## Stored entries
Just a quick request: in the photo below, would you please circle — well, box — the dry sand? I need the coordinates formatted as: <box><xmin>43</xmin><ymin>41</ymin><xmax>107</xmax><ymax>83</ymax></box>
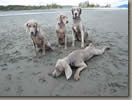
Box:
<box><xmin>0</xmin><ymin>9</ymin><xmax>128</xmax><ymax>96</ymax></box>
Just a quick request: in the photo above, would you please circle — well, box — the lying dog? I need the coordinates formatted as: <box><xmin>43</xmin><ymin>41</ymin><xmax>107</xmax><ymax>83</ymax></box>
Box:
<box><xmin>56</xmin><ymin>15</ymin><xmax>68</xmax><ymax>49</ymax></box>
<box><xmin>25</xmin><ymin>19</ymin><xmax>52</xmax><ymax>56</ymax></box>
<box><xmin>72</xmin><ymin>7</ymin><xmax>88</xmax><ymax>48</ymax></box>
<box><xmin>52</xmin><ymin>43</ymin><xmax>109</xmax><ymax>80</ymax></box>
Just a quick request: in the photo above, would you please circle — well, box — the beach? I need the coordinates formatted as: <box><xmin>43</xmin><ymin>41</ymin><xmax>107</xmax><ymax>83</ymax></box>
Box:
<box><xmin>0</xmin><ymin>9</ymin><xmax>129</xmax><ymax>96</ymax></box>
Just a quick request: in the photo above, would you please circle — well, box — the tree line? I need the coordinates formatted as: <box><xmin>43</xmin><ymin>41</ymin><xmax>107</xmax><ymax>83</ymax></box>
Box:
<box><xmin>79</xmin><ymin>1</ymin><xmax>111</xmax><ymax>8</ymax></box>
<box><xmin>0</xmin><ymin>4</ymin><xmax>62</xmax><ymax>11</ymax></box>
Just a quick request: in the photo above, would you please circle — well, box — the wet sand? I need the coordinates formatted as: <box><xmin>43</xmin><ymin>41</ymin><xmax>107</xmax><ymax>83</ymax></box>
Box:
<box><xmin>0</xmin><ymin>9</ymin><xmax>128</xmax><ymax>96</ymax></box>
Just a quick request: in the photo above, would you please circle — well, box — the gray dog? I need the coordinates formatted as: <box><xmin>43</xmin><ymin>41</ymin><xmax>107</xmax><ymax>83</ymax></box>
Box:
<box><xmin>52</xmin><ymin>43</ymin><xmax>110</xmax><ymax>80</ymax></box>
<box><xmin>25</xmin><ymin>19</ymin><xmax>53</xmax><ymax>57</ymax></box>
<box><xmin>56</xmin><ymin>15</ymin><xmax>68</xmax><ymax>49</ymax></box>
<box><xmin>72</xmin><ymin>7</ymin><xmax>88</xmax><ymax>48</ymax></box>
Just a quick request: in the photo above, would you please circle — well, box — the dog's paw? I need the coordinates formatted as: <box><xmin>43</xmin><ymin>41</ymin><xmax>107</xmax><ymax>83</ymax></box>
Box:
<box><xmin>74</xmin><ymin>74</ymin><xmax>80</xmax><ymax>81</ymax></box>
<box><xmin>105</xmin><ymin>46</ymin><xmax>111</xmax><ymax>50</ymax></box>
<box><xmin>65</xmin><ymin>47</ymin><xmax>67</xmax><ymax>50</ymax></box>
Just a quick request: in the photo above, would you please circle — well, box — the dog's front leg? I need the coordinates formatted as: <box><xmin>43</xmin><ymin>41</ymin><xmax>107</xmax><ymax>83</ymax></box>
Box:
<box><xmin>65</xmin><ymin>34</ymin><xmax>67</xmax><ymax>49</ymax></box>
<box><xmin>42</xmin><ymin>42</ymin><xmax>45</xmax><ymax>56</ymax></box>
<box><xmin>72</xmin><ymin>29</ymin><xmax>75</xmax><ymax>47</ymax></box>
<box><xmin>74</xmin><ymin>62</ymin><xmax>87</xmax><ymax>80</ymax></box>
<box><xmin>33</xmin><ymin>42</ymin><xmax>38</xmax><ymax>57</ymax></box>
<box><xmin>80</xmin><ymin>25</ymin><xmax>84</xmax><ymax>48</ymax></box>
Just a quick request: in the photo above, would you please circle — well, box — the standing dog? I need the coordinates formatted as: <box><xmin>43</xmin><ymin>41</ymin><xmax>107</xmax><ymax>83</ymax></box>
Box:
<box><xmin>25</xmin><ymin>19</ymin><xmax>52</xmax><ymax>56</ymax></box>
<box><xmin>52</xmin><ymin>43</ymin><xmax>110</xmax><ymax>80</ymax></box>
<box><xmin>72</xmin><ymin>7</ymin><xmax>88</xmax><ymax>48</ymax></box>
<box><xmin>56</xmin><ymin>15</ymin><xmax>68</xmax><ymax>49</ymax></box>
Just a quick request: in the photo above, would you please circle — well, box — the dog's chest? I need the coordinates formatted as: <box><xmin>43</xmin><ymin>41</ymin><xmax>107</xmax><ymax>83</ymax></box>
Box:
<box><xmin>73</xmin><ymin>26</ymin><xmax>80</xmax><ymax>33</ymax></box>
<box><xmin>33</xmin><ymin>37</ymin><xmax>43</xmax><ymax>47</ymax></box>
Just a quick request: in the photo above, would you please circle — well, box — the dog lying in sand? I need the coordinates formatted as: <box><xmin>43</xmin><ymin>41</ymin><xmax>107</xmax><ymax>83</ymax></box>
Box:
<box><xmin>25</xmin><ymin>19</ymin><xmax>52</xmax><ymax>57</ymax></box>
<box><xmin>56</xmin><ymin>15</ymin><xmax>68</xmax><ymax>49</ymax></box>
<box><xmin>72</xmin><ymin>7</ymin><xmax>88</xmax><ymax>48</ymax></box>
<box><xmin>52</xmin><ymin>43</ymin><xmax>110</xmax><ymax>80</ymax></box>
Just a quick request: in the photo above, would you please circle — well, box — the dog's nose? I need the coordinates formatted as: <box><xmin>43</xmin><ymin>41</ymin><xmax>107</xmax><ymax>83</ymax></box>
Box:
<box><xmin>31</xmin><ymin>32</ymin><xmax>33</xmax><ymax>34</ymax></box>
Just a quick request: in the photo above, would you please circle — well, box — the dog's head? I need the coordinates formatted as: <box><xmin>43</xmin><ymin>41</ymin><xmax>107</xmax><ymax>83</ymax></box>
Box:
<box><xmin>52</xmin><ymin>59</ymin><xmax>72</xmax><ymax>80</ymax></box>
<box><xmin>72</xmin><ymin>7</ymin><xmax>82</xmax><ymax>19</ymax></box>
<box><xmin>57</xmin><ymin>15</ymin><xmax>68</xmax><ymax>24</ymax></box>
<box><xmin>25</xmin><ymin>20</ymin><xmax>39</xmax><ymax>35</ymax></box>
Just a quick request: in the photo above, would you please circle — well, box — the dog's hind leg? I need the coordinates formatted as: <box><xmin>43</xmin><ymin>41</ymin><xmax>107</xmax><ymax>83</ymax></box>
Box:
<box><xmin>94</xmin><ymin>46</ymin><xmax>110</xmax><ymax>55</ymax></box>
<box><xmin>74</xmin><ymin>62</ymin><xmax>87</xmax><ymax>80</ymax></box>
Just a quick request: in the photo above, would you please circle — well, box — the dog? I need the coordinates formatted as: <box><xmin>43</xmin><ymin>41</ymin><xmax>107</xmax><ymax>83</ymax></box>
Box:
<box><xmin>72</xmin><ymin>7</ymin><xmax>88</xmax><ymax>48</ymax></box>
<box><xmin>25</xmin><ymin>19</ymin><xmax>53</xmax><ymax>57</ymax></box>
<box><xmin>52</xmin><ymin>43</ymin><xmax>110</xmax><ymax>80</ymax></box>
<box><xmin>56</xmin><ymin>15</ymin><xmax>68</xmax><ymax>49</ymax></box>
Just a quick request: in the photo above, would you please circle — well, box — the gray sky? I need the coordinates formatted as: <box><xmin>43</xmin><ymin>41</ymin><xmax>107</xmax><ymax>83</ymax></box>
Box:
<box><xmin>0</xmin><ymin>0</ymin><xmax>128</xmax><ymax>7</ymax></box>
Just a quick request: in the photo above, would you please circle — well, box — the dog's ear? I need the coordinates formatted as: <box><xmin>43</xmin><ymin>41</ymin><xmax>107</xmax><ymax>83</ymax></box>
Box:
<box><xmin>79</xmin><ymin>8</ymin><xmax>82</xmax><ymax>15</ymax></box>
<box><xmin>35</xmin><ymin>21</ymin><xmax>40</xmax><ymax>31</ymax></box>
<box><xmin>65</xmin><ymin>63</ymin><xmax>72</xmax><ymax>80</ymax></box>
<box><xmin>57</xmin><ymin>15</ymin><xmax>63</xmax><ymax>24</ymax></box>
<box><xmin>71</xmin><ymin>8</ymin><xmax>73</xmax><ymax>15</ymax></box>
<box><xmin>24</xmin><ymin>22</ymin><xmax>29</xmax><ymax>32</ymax></box>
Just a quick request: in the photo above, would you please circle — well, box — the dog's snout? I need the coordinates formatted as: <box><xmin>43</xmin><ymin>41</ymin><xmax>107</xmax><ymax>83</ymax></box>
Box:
<box><xmin>31</xmin><ymin>32</ymin><xmax>33</xmax><ymax>34</ymax></box>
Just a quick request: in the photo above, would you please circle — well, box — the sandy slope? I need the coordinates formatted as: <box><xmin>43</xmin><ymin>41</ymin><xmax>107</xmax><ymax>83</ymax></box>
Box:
<box><xmin>0</xmin><ymin>9</ymin><xmax>128</xmax><ymax>96</ymax></box>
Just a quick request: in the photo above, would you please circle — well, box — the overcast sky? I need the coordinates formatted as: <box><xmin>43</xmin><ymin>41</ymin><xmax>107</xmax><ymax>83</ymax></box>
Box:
<box><xmin>0</xmin><ymin>0</ymin><xmax>128</xmax><ymax>7</ymax></box>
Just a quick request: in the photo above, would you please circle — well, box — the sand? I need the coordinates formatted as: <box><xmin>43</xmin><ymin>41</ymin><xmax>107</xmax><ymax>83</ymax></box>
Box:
<box><xmin>0</xmin><ymin>9</ymin><xmax>128</xmax><ymax>96</ymax></box>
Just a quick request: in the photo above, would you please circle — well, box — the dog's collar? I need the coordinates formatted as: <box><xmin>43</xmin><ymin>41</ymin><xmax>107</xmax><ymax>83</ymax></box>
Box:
<box><xmin>68</xmin><ymin>56</ymin><xmax>72</xmax><ymax>65</ymax></box>
<box><xmin>35</xmin><ymin>30</ymin><xmax>38</xmax><ymax>36</ymax></box>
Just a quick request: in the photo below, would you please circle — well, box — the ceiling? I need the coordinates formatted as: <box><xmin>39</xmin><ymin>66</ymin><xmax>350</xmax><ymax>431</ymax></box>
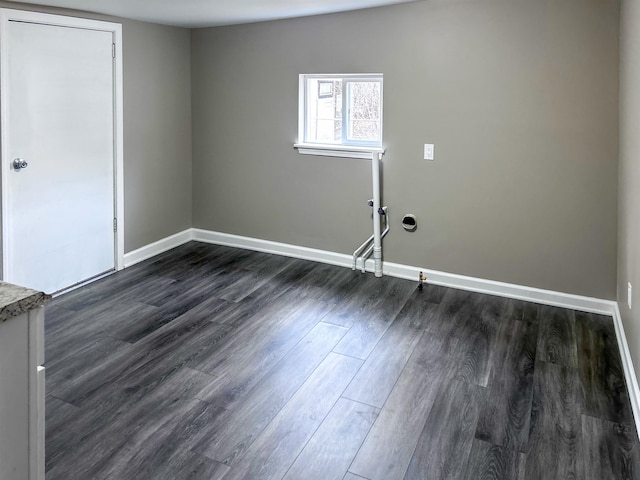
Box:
<box><xmin>14</xmin><ymin>0</ymin><xmax>422</xmax><ymax>28</ymax></box>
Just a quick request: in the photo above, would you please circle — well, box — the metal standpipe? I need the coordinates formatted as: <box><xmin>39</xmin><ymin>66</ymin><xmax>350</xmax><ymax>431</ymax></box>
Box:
<box><xmin>352</xmin><ymin>151</ymin><xmax>390</xmax><ymax>277</ymax></box>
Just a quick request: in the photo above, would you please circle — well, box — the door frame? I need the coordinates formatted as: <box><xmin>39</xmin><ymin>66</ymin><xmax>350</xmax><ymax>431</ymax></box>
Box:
<box><xmin>0</xmin><ymin>8</ymin><xmax>124</xmax><ymax>279</ymax></box>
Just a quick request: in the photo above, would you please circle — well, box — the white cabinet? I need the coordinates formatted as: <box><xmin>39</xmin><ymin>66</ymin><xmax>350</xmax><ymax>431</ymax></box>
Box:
<box><xmin>0</xmin><ymin>306</ymin><xmax>45</xmax><ymax>480</ymax></box>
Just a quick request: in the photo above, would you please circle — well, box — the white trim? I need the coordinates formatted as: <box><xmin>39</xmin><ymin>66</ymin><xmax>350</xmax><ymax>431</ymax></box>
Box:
<box><xmin>0</xmin><ymin>8</ymin><xmax>124</xmax><ymax>278</ymax></box>
<box><xmin>123</xmin><ymin>228</ymin><xmax>193</xmax><ymax>268</ymax></box>
<box><xmin>612</xmin><ymin>302</ymin><xmax>640</xmax><ymax>435</ymax></box>
<box><xmin>192</xmin><ymin>228</ymin><xmax>615</xmax><ymax>315</ymax></box>
<box><xmin>192</xmin><ymin>228</ymin><xmax>351</xmax><ymax>267</ymax></box>
<box><xmin>293</xmin><ymin>143</ymin><xmax>384</xmax><ymax>160</ymax></box>
<box><xmin>130</xmin><ymin>228</ymin><xmax>640</xmax><ymax>432</ymax></box>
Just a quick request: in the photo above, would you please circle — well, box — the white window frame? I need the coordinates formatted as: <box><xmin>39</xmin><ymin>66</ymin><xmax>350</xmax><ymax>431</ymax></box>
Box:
<box><xmin>294</xmin><ymin>73</ymin><xmax>384</xmax><ymax>158</ymax></box>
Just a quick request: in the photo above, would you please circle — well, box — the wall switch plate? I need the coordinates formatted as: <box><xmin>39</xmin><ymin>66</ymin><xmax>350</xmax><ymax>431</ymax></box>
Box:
<box><xmin>424</xmin><ymin>143</ymin><xmax>434</xmax><ymax>160</ymax></box>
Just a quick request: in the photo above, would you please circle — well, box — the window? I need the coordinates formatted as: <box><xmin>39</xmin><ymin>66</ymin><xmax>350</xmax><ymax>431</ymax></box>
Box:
<box><xmin>298</xmin><ymin>74</ymin><xmax>382</xmax><ymax>149</ymax></box>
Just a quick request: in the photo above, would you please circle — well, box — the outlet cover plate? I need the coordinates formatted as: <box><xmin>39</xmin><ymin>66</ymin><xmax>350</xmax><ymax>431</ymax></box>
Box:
<box><xmin>424</xmin><ymin>143</ymin><xmax>435</xmax><ymax>160</ymax></box>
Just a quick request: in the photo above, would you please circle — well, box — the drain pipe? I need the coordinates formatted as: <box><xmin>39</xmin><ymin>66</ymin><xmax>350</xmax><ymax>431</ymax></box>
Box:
<box><xmin>351</xmin><ymin>200</ymin><xmax>373</xmax><ymax>270</ymax></box>
<box><xmin>354</xmin><ymin>207</ymin><xmax>390</xmax><ymax>276</ymax></box>
<box><xmin>371</xmin><ymin>152</ymin><xmax>382</xmax><ymax>277</ymax></box>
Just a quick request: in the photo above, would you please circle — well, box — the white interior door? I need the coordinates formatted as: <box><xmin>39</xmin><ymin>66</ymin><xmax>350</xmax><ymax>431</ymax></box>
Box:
<box><xmin>2</xmin><ymin>15</ymin><xmax>116</xmax><ymax>293</ymax></box>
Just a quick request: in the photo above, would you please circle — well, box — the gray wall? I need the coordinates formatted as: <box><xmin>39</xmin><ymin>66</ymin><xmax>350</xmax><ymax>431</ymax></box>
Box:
<box><xmin>192</xmin><ymin>0</ymin><xmax>620</xmax><ymax>299</ymax></box>
<box><xmin>0</xmin><ymin>1</ymin><xmax>191</xmax><ymax>252</ymax></box>
<box><xmin>618</xmin><ymin>0</ymin><xmax>640</xmax><ymax>386</ymax></box>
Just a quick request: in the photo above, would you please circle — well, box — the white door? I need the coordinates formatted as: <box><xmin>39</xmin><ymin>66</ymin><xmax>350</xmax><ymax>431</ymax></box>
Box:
<box><xmin>2</xmin><ymin>13</ymin><xmax>116</xmax><ymax>293</ymax></box>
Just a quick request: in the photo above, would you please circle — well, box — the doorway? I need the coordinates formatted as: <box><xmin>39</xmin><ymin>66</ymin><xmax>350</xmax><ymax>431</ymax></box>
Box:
<box><xmin>0</xmin><ymin>9</ymin><xmax>124</xmax><ymax>293</ymax></box>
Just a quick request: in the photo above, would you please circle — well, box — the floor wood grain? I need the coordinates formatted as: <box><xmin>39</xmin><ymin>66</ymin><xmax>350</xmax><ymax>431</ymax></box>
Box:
<box><xmin>46</xmin><ymin>242</ymin><xmax>640</xmax><ymax>480</ymax></box>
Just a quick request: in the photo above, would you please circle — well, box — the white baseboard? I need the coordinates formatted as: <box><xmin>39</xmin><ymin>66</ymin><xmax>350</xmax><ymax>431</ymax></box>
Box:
<box><xmin>613</xmin><ymin>303</ymin><xmax>640</xmax><ymax>435</ymax></box>
<box><xmin>192</xmin><ymin>228</ymin><xmax>616</xmax><ymax>315</ymax></box>
<box><xmin>124</xmin><ymin>228</ymin><xmax>193</xmax><ymax>268</ymax></box>
<box><xmin>125</xmin><ymin>228</ymin><xmax>640</xmax><ymax>432</ymax></box>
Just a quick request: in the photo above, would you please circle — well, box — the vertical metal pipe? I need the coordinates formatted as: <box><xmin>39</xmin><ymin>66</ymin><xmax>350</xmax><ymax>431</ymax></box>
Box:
<box><xmin>371</xmin><ymin>152</ymin><xmax>382</xmax><ymax>277</ymax></box>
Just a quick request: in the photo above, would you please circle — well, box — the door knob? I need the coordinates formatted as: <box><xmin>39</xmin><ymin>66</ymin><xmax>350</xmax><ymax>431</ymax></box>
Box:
<box><xmin>13</xmin><ymin>158</ymin><xmax>29</xmax><ymax>170</ymax></box>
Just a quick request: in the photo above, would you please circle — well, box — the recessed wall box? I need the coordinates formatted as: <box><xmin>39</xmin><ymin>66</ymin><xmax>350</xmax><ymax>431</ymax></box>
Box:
<box><xmin>402</xmin><ymin>213</ymin><xmax>418</xmax><ymax>232</ymax></box>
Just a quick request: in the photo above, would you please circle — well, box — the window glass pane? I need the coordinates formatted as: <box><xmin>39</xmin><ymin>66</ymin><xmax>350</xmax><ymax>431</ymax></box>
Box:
<box><xmin>347</xmin><ymin>81</ymin><xmax>382</xmax><ymax>143</ymax></box>
<box><xmin>305</xmin><ymin>78</ymin><xmax>342</xmax><ymax>143</ymax></box>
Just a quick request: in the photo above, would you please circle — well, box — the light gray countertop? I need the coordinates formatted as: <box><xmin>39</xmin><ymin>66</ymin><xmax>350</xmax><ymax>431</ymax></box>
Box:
<box><xmin>0</xmin><ymin>282</ymin><xmax>51</xmax><ymax>323</ymax></box>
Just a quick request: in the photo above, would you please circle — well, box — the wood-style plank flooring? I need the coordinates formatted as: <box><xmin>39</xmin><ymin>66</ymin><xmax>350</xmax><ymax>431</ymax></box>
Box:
<box><xmin>46</xmin><ymin>242</ymin><xmax>640</xmax><ymax>480</ymax></box>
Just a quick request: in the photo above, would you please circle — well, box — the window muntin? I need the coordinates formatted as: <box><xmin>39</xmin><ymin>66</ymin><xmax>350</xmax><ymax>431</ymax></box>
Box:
<box><xmin>299</xmin><ymin>75</ymin><xmax>382</xmax><ymax>147</ymax></box>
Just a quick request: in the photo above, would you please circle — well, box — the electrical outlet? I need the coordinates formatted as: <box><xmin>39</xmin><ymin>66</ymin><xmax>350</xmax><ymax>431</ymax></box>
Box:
<box><xmin>424</xmin><ymin>143</ymin><xmax>434</xmax><ymax>160</ymax></box>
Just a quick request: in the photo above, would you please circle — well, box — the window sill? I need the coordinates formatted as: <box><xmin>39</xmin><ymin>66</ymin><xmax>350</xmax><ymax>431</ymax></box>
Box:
<box><xmin>293</xmin><ymin>143</ymin><xmax>384</xmax><ymax>159</ymax></box>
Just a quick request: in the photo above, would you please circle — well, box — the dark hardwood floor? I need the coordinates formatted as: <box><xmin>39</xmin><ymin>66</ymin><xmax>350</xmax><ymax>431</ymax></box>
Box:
<box><xmin>46</xmin><ymin>242</ymin><xmax>640</xmax><ymax>480</ymax></box>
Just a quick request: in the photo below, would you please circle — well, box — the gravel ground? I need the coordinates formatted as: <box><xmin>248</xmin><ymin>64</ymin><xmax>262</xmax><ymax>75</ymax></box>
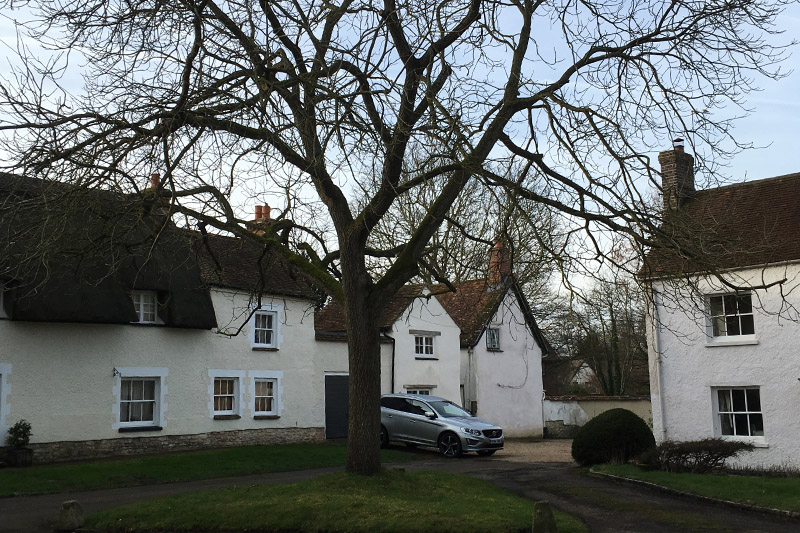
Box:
<box><xmin>494</xmin><ymin>439</ymin><xmax>573</xmax><ymax>463</ymax></box>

## Directions
Copy the lines word for word, beginning with the line that contains "the wood-style plank" and continuing through the final line of the records. Leave out the pictures.

## The answer
Just a quick request: in the photo above, would you please circle — well, box — the wood-style plank flooring? I need the coordinates formatted as: <box><xmin>39</xmin><ymin>66</ymin><xmax>350</xmax><ymax>431</ymax></box>
Box:
<box><xmin>46</xmin><ymin>242</ymin><xmax>640</xmax><ymax>480</ymax></box>
Just a quick request: in the photo above, would you please circle — well, box — the window muntin? I need the coordinates formatted as: <box><xmin>39</xmin><ymin>66</ymin><xmax>350</xmax><ymax>431</ymax></box>
Box:
<box><xmin>299</xmin><ymin>75</ymin><xmax>382</xmax><ymax>147</ymax></box>
Just a quick request: in the photo above, would you please circle — well, box — the electrical outlet? I need the coordinates formatted as: <box><xmin>39</xmin><ymin>66</ymin><xmax>350</xmax><ymax>431</ymax></box>
Box:
<box><xmin>424</xmin><ymin>143</ymin><xmax>434</xmax><ymax>160</ymax></box>
Just a quick request: in the photo above, would you please circle — well, box — the window sill? I need the coordinates formatted as: <box><xmin>39</xmin><ymin>66</ymin><xmax>350</xmax><ymax>431</ymax></box>
Box:
<box><xmin>293</xmin><ymin>143</ymin><xmax>384</xmax><ymax>159</ymax></box>
Just a quick request: in the photo above, would you please circle — well, box — the dark hardwood floor? I need the coordinates formatted as: <box><xmin>39</xmin><ymin>66</ymin><xmax>350</xmax><ymax>431</ymax></box>
Box:
<box><xmin>46</xmin><ymin>242</ymin><xmax>640</xmax><ymax>480</ymax></box>
Just a quick request: in the photo below, would you please circle — well, box — the gravel ground? I need the coordinates formatted as: <box><xmin>248</xmin><ymin>64</ymin><xmax>262</xmax><ymax>75</ymax></box>
Box:
<box><xmin>494</xmin><ymin>439</ymin><xmax>573</xmax><ymax>463</ymax></box>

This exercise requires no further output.